-- SELECTED TEXT --
Holy Week 2024

Greetings from the St. Paul Center for Theology and Prayer!

FORMING DISCIPLES OF JESUS IN EVERY CONGREGATION

The St. Paul Center for Theology and Prayer exists to form disciples of Jesus in every congregation. It seeks to do this by equipping and resourcing local congregations for the tasks and joys of faith formation, teaching and learning, catechesis, and the life of prayer.

Following on from our Lent newsletter, we move through the theme of PENITENCE to FORGIVENESS and ultimately RESURRECTION - as we draw near to Holy Week. We wish all our readers a profound journey to the foot of the cross and beyond, to that astonishing joy of new and eternal life.

Don’t forget, you can find our previous newsletters online.  If you’re reading this because someone shared it with you, and you’re not yet on our newsletter mailing list, please do sign up here, so you’ll be sure to receive all future news from TSPC!

-- WHAT YOU WILL DO --
(1) Answer these from the Holy Week newsletter:
(a) What does the St. Paul Center for Theology and Prayer exist to do?
(b) Which three themes does the newsletter say it moves through?
(c) What are readers who are not yet on the mailing list asked to do?
(2) Carry the Holy Week newsletter on past its last sentence with the next part.

-- RECORDED DATA --

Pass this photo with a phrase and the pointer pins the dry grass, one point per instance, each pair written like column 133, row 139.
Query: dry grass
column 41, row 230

-- RESULTS --
(1)
(a) To form disciples of Jesus in every congregation.
(b) Penitence, forgiveness, and resurrection.
(c) Sign up, so they receive all future news from TSPC.

(2)
A THOUGHT FROM TSPC

Forgiveness. The word can conjure up many feelings—perhaps depending on what side of the matter we find ourselves—be we the offender or the offended. Forgiveness is not an unusual word or concept for us. We encounter it frequently in our liturgies—found in the Confession and Absolution, in the Lord’s Prayer, and hopefully often in sermons. Yet, forgiveness is still something we find difficult to navigate. This is especially true when those who have offended cannot own up to what they have done, perhaps too afraid or possibly unaware they have even caused harm.

Lent is a time to grow. Lent is a season to uproot the things in our lives that draw us away from God and one another. All too often, forgiveness, whether we are unable to offer it, or unable to ask for it, can be a block in our lives, robbing us of the chance to move on and be free.

If Lent is a time to unburden ourselves, wouldn’t the unresolved grievances we have also be something to give up, to see transformed, and leave in the tomb - the tomb of our hearts, our minds?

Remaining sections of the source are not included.